* **TUGAS YANG DIKERJAKAN**: Teruskan opini tentang pariwisata Lembata yang dikutip di bawah, mulai sesudah kalimat terakhirnya.

Urat Nadi Pariwisata Lembata : Tersumbat di Tengah Janji Pembangunan
Oleh : RD Antonius Prakum Keraf
WARTA-NUSANTARA.COM-OPINI : — Lembata adalah anugerah alam dan budaya. Dari tradisi penangkapan paus di Lamalera hingga pesona spiritual dan ekowisata di Nubi, Tapobali, dan Tirer—Selatan Lembata menyimpan kekayaan yang tak ternilai. Namun, ironisnya, urat nadi yang seharusnya mengalirkan kehidupan ekonomi dan pariwisata justru tersumbat oleh buruknya infrastruktur dan minimnya perhatian komunikasi.
Jalan Provinsi yang Terhenti di Penikene
Jalur jalan provinsi menuju Lamalera, yang seharusnya menjadi tulang punggung konektivitas wisata, terhenti di Penikene. Dari titik ini ke Lewopenutung, Tirer, hingga Lamalera, kondisi jalan sangat memprihatinkan. Tanpa hotmix, masyarakat dan wisatawan harus berjibaku dengan lumpur, batu, dan risiko keselamatan. Padahal, menurut informasi masyarakat, proyek peningkatan jalan ini telah menelan anggaran sekitar 8 miliar rupiah. Namun hasilnya belum menyentuh jantung pariwisata: Lamalera dan Wulandoni.

* **DATA YANG DIBERIKAN**:
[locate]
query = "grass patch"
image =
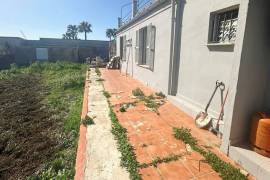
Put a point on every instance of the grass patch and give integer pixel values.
(87, 121)
(226, 170)
(106, 94)
(63, 88)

* **JAWABAN TERTULIS**:
Komunikasi yang Terputus di Lima Desa Pantai Selatan
Tak hanya jalan, lima desa di pesisir selatan juga belum tersentuh oleh layanan komunikasi yang layak. Tower Telkomsel belum hadir, dan sinyal sangat buruk. Ini bukan hanya soal kenyamanan wisatawan, tetapi menyangkut urusan pemerintahan, pendidikan, dan keselamatan warga. Di era digital, keterisolasian informasi adalah bentuk ketidakadilan struktural.
Apakah Politik Daerah Menjadi Penghalang?
Pertanyaan yang menggelitik: apakah situasi politik lokal turut memengaruhi lambannya perhatian terhadap wilayah ini? Ketika prioritas pembangunan lebih condong ke wilayah pusat atau utara, selatan Lembata seolah menjadi anak tiri. Padahal, Lamalera adalah ikon internasional. Ketika urat nadi pariwisata dibiarkan rusak, maka denyut ekonomi, pendidikan, dan pelayanan publik pun ikut melemah.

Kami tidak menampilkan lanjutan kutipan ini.